Le 33e Congrès des communes sera lancé ce lundi 16 septembre à Tubuai. Entre les tavana, leurs équipes, les invités politiques ou institutionnels, ce sont 240 personnes qui sont attendues sur l’île des Australes pour quatre jours d’ateliers et de discussion. Au menu : des débats sur l’utilisation de l’intelligence artificielle, des réflexions sur les impacts du vieillissement ou des déplacements de la population, des partages d’expérience sur l’économie circulaire, notamment de la part du maire de Rapa Nui… Aux conversations techniques s’ajoute de forts enjeux politiques, à moins de deux ans des municipales.

Ils seront plus de 240, lundi à Tubuai, pour le lancement du 33e Congrès des communes. Il y a bien sûr les tavana de 46 des 48 municipalités du pays – Faa’a et Arue ne sont toujours pas adhérents du syndicat organisateur, le SPC-PF, même si la mairie de Teura Iriti s’y intéresse de près – leurs adjoints, cadres ou techniciens. S’ajoutent les élus et haut fonctionnaires du Pays, les parlementaires, les représentants de l’État et de ses services, les partenaires financiers et d’autres acteurs institutionnels ou privés invités à suivre les débats.

▶ **Consignes**:
1) Condensez sous forme de liste le paragraphe du texte sur le 33e Congrès des communes qui commence par « Le 33e Congrès des communes sera lancé », sans en perdre les faits principaux.
2) Recopiez à l'identique le passage du texte sur le 33e Congrès des communes compris entre « Le 33e Congrès » et « ans des municipales. », ces deux segments inclus.
Cette liste provient d'une autre source que le texte.

▶ **Fiches d'identification de position**:
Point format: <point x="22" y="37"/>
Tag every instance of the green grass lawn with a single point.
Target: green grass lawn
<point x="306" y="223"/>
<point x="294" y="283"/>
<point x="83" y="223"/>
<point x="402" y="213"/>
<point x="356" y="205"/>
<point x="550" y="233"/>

▶ **Corrigé**:
1)
- Le 33e Congrès des communes s'ouvre le lundi 16 septembre à Tubuai, dans les Australes, pour quatre jours d'ateliers et de discussion.
- 240 personnes sont attendues : les tavana, leurs équipes et des invités politiques ou institutionnels.
- Au programme : l'intelligence artificielle, les impacts du vieillissement et des déplacements de population, des partages d'expérience sur l'économie circulaire, notamment par le maire de Rapa Nui.
- S'y ajoutent de forts enjeux politiques, à moins de deux ans des municipales.

2)
Le 33e Congrès des communes sera lancé ce lundi 16 septembre à Tubuai. Entre les tavana, leurs équipes, les invités politiques ou institutionnels, ce sont 240 personnes qui sont attendues sur l’île des Australes pour quatre jours d’ateliers et de discussion. Au menu : des débats sur l’utilisation de l’intelligence artificielle, des réflexions sur les impacts du vieillissement ou des déplacements de la population, des partages d’expérience sur l’économie circulaire, notamment de la part du maire de Rapa Nui… Aux conversations techniques s’ajoute de forts enjeux politiques, à moins de deux ans des municipales.